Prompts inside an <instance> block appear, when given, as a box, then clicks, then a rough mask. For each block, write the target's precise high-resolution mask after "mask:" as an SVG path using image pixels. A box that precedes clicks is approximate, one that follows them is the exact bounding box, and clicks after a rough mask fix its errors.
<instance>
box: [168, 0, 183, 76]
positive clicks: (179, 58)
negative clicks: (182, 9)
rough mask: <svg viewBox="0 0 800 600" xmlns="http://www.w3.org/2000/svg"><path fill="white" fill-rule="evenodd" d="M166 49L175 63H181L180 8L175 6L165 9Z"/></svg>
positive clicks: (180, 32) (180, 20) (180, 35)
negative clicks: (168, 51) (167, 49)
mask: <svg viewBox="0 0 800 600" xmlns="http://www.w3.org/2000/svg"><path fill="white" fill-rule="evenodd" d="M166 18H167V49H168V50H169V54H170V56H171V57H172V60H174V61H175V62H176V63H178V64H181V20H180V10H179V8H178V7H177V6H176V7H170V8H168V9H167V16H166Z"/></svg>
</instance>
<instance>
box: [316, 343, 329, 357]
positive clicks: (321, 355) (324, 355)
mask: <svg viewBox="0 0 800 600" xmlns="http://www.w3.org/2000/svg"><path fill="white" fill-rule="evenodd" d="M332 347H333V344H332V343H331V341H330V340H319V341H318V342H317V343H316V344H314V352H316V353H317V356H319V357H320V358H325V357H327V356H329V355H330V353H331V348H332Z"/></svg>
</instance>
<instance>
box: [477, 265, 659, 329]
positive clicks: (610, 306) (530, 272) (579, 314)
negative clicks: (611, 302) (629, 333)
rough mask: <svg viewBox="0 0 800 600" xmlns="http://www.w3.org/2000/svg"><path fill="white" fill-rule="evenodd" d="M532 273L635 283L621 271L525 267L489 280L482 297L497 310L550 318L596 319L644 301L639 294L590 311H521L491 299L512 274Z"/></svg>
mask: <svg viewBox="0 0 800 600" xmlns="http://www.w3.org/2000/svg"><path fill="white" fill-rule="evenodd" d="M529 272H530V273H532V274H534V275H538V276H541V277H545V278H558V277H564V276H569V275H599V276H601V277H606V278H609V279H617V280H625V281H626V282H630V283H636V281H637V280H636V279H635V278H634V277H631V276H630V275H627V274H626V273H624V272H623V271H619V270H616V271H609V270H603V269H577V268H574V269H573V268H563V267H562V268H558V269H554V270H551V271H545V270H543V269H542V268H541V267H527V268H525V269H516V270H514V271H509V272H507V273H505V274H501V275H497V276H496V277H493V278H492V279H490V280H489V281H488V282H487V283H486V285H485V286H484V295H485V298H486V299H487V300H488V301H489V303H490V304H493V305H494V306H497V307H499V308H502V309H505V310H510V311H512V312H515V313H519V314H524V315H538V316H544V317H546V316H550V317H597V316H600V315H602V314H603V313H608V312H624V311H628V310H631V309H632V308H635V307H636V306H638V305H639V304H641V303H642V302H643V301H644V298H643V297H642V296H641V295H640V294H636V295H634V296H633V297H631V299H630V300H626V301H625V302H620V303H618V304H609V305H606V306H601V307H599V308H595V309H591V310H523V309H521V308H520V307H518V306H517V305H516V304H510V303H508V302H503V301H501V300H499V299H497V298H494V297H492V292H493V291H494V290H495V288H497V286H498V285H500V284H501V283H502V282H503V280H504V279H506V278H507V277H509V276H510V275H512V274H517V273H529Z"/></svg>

DESCRIPTION OF THE TASK: Once you have read the records, write every one of them out again exactly.

SOLVED EXERCISE:
Prompts inside an <instance> block appear, when given, as a box, then clicks, then a rough mask. For each block, write the target's precise high-resolution mask after "mask:" as an SVG path using image pixels. A box that precedes clicks is approximate, one that follows them is the exact bounding box, and clicks after a rough mask fix its errors.
<instance>
box: [168, 0, 183, 76]
positive clicks: (179, 58)
negative clicks: (182, 9)
rough mask: <svg viewBox="0 0 800 600" xmlns="http://www.w3.org/2000/svg"><path fill="white" fill-rule="evenodd" d="M166 49L175 63H181L180 8L175 6L165 9Z"/></svg>
positive clicks: (180, 32) (180, 20) (180, 35)
negative clicks: (168, 51) (167, 49)
mask: <svg viewBox="0 0 800 600" xmlns="http://www.w3.org/2000/svg"><path fill="white" fill-rule="evenodd" d="M166 18H167V49H168V50H169V54H170V56H171V57H172V60H174V61H175V62H176V63H178V64H181V20H180V10H179V8H178V7H177V6H176V7H170V8H168V9H167V16H166Z"/></svg>
</instance>
<instance>
box: [316, 343, 329, 357]
positive clicks: (321, 355) (324, 355)
mask: <svg viewBox="0 0 800 600" xmlns="http://www.w3.org/2000/svg"><path fill="white" fill-rule="evenodd" d="M332 347H333V344H332V343H331V341H330V340H319V341H318V342H317V343H316V344H314V352H316V353H317V356H319V357H320V358H325V357H327V356H329V355H330V353H331V348H332Z"/></svg>
</instance>
<instance>
box: [477, 265, 659, 329]
positive clicks: (610, 306) (530, 272) (579, 314)
negative clicks: (611, 302) (629, 333)
rough mask: <svg viewBox="0 0 800 600" xmlns="http://www.w3.org/2000/svg"><path fill="white" fill-rule="evenodd" d="M532 273L635 283L621 271L525 267L489 280L482 297L497 310L550 318L596 319L644 301L639 294L590 311H521L491 299L512 274Z"/></svg>
mask: <svg viewBox="0 0 800 600" xmlns="http://www.w3.org/2000/svg"><path fill="white" fill-rule="evenodd" d="M529 272H530V273H532V274H534V275H538V276H541V277H545V278H558V277H564V276H569V275H599V276H601V277H606V278H609V279H617V280H625V281H626V282H630V283H636V281H637V280H636V279H635V278H634V277H631V276H630V275H627V274H626V273H624V272H623V271H619V270H616V271H609V270H603V269H577V268H574V269H573V268H563V267H562V268H558V269H554V270H551V271H545V270H543V269H542V268H541V267H527V268H525V269H516V270H514V271H509V272H507V273H505V274H501V275H497V276H496V277H493V278H492V279H490V280H489V281H488V282H487V283H486V285H485V286H484V295H485V298H486V299H487V300H488V301H489V303H490V304H493V305H494V306H497V307H499V308H502V309H505V310H510V311H512V312H515V313H519V314H524V315H538V316H544V317H546V316H550V317H597V316H600V315H602V314H603V313H608V312H624V311H628V310H631V309H632V308H635V307H636V306H638V305H639V304H641V303H642V302H643V301H644V298H643V297H642V296H641V295H640V294H636V295H634V296H633V297H631V299H630V300H626V301H625V302H620V303H618V304H609V305H606V306H601V307H599V308H595V309H591V310H523V309H521V308H520V307H518V306H517V305H516V304H510V303H508V302H503V301H501V300H499V299H497V298H494V297H492V292H493V291H494V290H495V288H497V286H498V285H500V284H501V283H502V282H503V280H504V279H506V278H507V277H509V276H510V275H512V274H517V273H529Z"/></svg>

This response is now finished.